#### [THE PROBLEM]
Please tally how many lines in the entries below include the word "woman", giving only the number.

(Collected data entries)
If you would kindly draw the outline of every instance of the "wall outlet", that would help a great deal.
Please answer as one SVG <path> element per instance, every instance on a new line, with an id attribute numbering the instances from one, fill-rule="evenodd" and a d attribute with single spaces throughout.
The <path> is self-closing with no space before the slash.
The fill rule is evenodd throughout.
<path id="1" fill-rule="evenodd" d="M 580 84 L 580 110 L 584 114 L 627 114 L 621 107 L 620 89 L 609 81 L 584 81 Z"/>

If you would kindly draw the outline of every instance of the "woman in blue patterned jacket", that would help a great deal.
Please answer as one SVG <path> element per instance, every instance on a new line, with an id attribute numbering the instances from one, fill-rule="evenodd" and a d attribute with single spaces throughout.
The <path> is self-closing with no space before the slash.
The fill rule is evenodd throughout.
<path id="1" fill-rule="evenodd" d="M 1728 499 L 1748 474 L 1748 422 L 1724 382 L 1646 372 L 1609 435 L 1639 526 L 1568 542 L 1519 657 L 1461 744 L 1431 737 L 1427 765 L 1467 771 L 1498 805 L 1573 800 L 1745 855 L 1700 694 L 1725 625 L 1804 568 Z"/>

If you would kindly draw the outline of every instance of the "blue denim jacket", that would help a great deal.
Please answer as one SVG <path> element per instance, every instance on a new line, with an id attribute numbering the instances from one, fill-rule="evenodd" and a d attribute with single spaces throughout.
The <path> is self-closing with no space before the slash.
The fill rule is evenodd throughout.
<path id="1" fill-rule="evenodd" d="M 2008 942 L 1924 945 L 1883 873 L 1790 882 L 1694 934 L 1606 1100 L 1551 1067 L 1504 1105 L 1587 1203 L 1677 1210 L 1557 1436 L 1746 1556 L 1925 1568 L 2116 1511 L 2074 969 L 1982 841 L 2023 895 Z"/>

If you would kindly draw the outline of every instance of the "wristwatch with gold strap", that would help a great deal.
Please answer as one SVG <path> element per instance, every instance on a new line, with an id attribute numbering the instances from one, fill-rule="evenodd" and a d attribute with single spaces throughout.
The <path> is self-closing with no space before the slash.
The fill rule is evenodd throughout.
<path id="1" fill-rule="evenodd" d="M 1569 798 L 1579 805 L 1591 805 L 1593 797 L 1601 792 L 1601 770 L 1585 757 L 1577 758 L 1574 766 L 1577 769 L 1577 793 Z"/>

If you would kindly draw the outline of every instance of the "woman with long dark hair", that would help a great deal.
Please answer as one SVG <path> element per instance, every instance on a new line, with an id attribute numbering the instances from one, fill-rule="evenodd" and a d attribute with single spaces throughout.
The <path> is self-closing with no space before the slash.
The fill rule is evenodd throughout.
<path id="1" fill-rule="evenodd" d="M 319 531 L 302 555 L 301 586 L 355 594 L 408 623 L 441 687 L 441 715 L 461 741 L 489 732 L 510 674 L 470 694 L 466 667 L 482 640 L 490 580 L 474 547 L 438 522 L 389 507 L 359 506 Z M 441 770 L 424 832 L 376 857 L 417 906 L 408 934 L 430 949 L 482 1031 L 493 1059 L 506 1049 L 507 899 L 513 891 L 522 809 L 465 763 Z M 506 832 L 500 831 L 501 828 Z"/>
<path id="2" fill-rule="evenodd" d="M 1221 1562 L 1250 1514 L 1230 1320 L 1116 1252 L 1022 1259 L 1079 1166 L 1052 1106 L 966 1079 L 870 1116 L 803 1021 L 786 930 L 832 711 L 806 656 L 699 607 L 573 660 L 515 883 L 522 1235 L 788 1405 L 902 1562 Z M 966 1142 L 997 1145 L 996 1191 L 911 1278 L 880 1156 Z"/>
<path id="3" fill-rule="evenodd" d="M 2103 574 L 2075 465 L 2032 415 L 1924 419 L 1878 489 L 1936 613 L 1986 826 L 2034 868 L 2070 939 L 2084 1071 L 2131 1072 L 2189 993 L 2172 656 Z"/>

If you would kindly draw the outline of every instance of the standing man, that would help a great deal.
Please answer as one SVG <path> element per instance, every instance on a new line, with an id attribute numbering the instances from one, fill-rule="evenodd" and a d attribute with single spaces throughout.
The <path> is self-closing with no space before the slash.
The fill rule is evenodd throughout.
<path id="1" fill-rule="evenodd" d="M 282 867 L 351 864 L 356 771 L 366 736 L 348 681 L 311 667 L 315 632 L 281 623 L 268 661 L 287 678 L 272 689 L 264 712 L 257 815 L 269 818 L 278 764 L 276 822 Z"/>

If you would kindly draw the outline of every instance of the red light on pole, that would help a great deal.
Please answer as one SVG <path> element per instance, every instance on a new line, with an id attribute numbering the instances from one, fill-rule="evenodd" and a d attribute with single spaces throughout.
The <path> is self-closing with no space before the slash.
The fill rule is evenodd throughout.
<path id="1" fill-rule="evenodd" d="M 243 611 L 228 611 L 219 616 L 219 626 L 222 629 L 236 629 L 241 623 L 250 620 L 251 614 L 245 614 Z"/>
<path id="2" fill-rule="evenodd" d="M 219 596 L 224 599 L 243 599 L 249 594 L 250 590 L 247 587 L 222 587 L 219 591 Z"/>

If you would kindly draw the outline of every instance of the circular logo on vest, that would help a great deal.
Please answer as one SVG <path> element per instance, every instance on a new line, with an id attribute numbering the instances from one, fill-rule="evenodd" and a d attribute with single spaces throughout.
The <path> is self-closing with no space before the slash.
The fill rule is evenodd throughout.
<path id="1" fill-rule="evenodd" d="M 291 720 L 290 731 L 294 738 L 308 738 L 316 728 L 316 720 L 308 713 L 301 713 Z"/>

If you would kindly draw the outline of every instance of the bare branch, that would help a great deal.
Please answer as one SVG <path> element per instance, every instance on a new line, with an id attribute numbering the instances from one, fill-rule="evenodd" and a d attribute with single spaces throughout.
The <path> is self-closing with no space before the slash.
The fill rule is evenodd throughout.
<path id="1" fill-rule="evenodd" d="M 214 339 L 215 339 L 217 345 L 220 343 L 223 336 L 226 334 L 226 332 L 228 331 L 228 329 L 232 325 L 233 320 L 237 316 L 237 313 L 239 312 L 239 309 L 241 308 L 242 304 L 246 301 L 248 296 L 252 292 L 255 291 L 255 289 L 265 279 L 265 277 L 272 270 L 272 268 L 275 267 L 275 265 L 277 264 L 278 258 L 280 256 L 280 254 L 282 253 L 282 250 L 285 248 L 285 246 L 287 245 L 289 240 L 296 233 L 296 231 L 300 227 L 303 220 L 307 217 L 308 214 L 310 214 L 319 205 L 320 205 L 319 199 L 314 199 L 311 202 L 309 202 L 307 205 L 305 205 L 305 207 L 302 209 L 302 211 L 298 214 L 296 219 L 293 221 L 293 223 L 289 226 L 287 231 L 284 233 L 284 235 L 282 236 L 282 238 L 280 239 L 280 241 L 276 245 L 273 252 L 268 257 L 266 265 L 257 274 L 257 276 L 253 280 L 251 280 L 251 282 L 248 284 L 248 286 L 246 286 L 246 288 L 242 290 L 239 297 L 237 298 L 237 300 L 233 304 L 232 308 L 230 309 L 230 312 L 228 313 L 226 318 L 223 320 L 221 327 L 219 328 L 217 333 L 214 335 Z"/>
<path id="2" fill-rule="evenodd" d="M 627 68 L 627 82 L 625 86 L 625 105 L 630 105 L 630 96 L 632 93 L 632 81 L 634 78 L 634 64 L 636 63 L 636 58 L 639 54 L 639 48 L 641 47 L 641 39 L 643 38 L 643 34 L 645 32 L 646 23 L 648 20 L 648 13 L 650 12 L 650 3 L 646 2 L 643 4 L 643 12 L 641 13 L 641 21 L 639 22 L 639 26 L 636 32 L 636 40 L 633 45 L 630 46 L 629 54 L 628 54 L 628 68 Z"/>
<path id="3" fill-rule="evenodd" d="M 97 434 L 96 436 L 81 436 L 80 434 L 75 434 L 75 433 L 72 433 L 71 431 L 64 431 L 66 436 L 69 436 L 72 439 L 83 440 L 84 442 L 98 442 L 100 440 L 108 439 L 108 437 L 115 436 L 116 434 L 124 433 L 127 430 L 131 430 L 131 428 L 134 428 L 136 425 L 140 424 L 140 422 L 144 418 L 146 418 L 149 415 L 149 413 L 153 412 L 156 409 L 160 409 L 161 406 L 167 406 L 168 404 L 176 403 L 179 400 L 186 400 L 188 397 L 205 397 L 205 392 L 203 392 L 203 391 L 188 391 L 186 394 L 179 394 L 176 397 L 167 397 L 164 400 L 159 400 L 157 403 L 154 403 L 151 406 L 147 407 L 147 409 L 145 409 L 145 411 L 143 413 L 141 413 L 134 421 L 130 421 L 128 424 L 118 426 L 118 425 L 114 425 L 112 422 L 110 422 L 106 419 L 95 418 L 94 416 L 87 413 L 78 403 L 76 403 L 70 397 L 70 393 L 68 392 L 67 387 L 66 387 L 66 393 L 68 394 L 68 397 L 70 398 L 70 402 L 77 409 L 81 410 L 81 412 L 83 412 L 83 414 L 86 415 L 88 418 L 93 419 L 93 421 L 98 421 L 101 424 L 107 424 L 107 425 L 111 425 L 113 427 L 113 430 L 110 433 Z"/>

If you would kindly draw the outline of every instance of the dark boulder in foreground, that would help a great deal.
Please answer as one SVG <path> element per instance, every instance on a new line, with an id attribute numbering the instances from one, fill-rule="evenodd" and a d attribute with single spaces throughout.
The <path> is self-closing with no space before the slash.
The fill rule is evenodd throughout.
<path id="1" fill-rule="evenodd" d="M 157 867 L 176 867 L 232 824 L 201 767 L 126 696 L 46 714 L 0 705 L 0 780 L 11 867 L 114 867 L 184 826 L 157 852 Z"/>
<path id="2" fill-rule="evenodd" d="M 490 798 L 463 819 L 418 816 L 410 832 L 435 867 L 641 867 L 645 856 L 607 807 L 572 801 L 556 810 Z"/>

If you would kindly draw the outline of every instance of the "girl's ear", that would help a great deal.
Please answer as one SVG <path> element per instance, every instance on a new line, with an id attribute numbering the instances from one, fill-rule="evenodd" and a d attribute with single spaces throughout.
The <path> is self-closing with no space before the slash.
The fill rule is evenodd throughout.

#### [TASK RESPONSE]
2